**SELECTED TEXT:**
Compilation album by the Rolling Stones
- Released: November 1982
- Recorded: 1963–1969
- Genre: Rock
- Length: 78:00
- Label: K-Tel

The Rolling Stones chronology
| Still Life (1981) | Story of The Stones (1982) | Undercover (1983) |

= Story of The Stones =

Story of The Stones is a compilation album of the Rolling Stones, released in the UK in 1982. Released by the Irish arm of the mail order company K-tel, the double vinyl record or cassette tape album reached number 24 on the UK Albums Chart and being certified gold by the British Phonographic Industry for 100,000 units sold.

==Track listing==

- Side one
1. "(I Can't Get No) Satisfaction"
2. "It's All Over Now"
3. "Time is on My Side"
4. "Play With Fire"
5. "Off the Hook"
6. "Little Red Rooster"
7. "Let It Bleed"
8. "Have You Seen Your Mother, Baby, Standing in the Shadow?"

- Side two
9. "Paint It Black"
10. "The Last Time"
11. "We Love You"
12. "You Better Move On"
13. "Under My Thumb"
14. "Come On"

**SUPPLIED MATERIAL:**
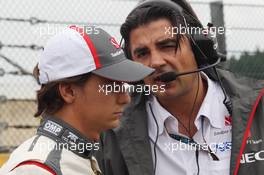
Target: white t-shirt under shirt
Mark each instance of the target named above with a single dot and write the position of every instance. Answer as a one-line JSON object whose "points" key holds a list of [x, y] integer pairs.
{"points": [[175, 157]]}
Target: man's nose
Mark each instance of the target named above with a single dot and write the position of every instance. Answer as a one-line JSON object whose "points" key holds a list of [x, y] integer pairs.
{"points": [[156, 60], [123, 98]]}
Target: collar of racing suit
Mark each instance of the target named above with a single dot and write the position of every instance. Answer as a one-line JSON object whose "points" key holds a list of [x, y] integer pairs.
{"points": [[66, 136]]}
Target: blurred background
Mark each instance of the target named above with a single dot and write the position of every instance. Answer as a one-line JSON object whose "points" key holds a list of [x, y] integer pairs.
{"points": [[26, 25]]}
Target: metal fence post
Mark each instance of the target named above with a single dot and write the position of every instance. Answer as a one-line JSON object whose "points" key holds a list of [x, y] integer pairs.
{"points": [[217, 17]]}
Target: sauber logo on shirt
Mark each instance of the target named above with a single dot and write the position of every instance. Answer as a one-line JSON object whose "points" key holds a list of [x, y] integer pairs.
{"points": [[252, 157], [228, 120], [115, 43], [52, 127]]}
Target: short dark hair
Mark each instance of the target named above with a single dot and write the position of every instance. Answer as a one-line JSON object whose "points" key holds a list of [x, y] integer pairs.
{"points": [[49, 99], [149, 14]]}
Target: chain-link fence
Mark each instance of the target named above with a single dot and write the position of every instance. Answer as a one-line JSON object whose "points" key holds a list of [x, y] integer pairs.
{"points": [[25, 26]]}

**PROBLEMS TO SOLVE:**
A – Write out the part of the album article between "The Rolling Stones chronology" and "100,000 units sold.", inclusive.
B – Convert every line of the records into a Markdown table with the columns Num and Content, giving each line a row number and skipping blank lines. Leave the pictures out.
The album article and the records have nothing to do with each other.

**RESULTS OF THE TASKS:**
A –
The Rolling Stones chronology
| Still Life (1981) | Story of The Stones (1982) | Undercover (1983) |

= Story of The Stones =

Story of The Stones is a compilation album of the Rolling Stones, released in the UK in 1982. Released by the Irish arm of the mail order company K-tel, the double vinyl record or cassette tape album reached number 24 on the UK Albums Chart and being certified gold by the British Phonographic Industry for 100,000 units sold.

B –
| Num | Content |
|---|---|
| 1 | Target: white t-shirt under shirt |
| 2 | Mark each instance of the target named above with a single dot and write the position of every instance. Answer as a one-line JSON object whose "points" key holds a list of [x, y] integer pairs. |
| 3 | {"points": [[175, 157]]} |
| 4 | Target: man's nose |
| 5 | Mark each instance of the target named above with a single dot and write the position of every instance. Answer as a one-line JSON object whose "points" key holds a list of [x, y] integer pairs. |
| 6 | {"points": [[156, 60], [123, 98]]} |
| 7 | Target: collar of racing suit |
| 8 | Mark each instance of the target named above with a single dot and write the position of every instance. Answer as a one-line JSON object whose "points" key holds a list of [x, y] integer pairs. |
| 9 | {"points": [[66, 136]]} |
| 10 | Target: blurred background |
| 11 | Mark each instance of the target named above with a single dot and write the position of every instance. Answer as a one-line JSON object whose "points" key holds a list of [x, y] integer pairs. |
| 12 | {"points": [[26, 25]]} |
| 13 | Target: metal fence post |
| 14 | Mark each instance of the target named above with a single dot and write the position of every instance. Answer as a one-line JSON object whose "points" key holds a list of [x, y] integer pairs. |
| 15 | {"points": [[217, 17]]} |
| 16 | Target: sauber logo on shirt |
| 17 | Mark each instance of the target named above with a single dot and write the position of every instance. Answer as a one-line JSON object whose "points" key holds a list of [x, y] integer pairs. |
| 18 | {"points": [[252, 157], [228, 120], [115, 43], [52, 127]]} |
| 19 | Target: short dark hair |
| 20 | Mark each instance of the target named above with a single dot and write the position of every instance. Answer as a one-line JSON object whose "points" key holds a list of [x, y] integer pairs. |
| 21 | {"points": [[49, 99], [149, 14]]} |
| 22 | Target: chain-link fence |
| 23 | Mark each instance of the target named above with a single dot and write the position of every instance. Answer as a one-line JSON object whose "points" key holds a list of [x, y] integer pairs. |
| 24 | {"points": [[25, 26]]} |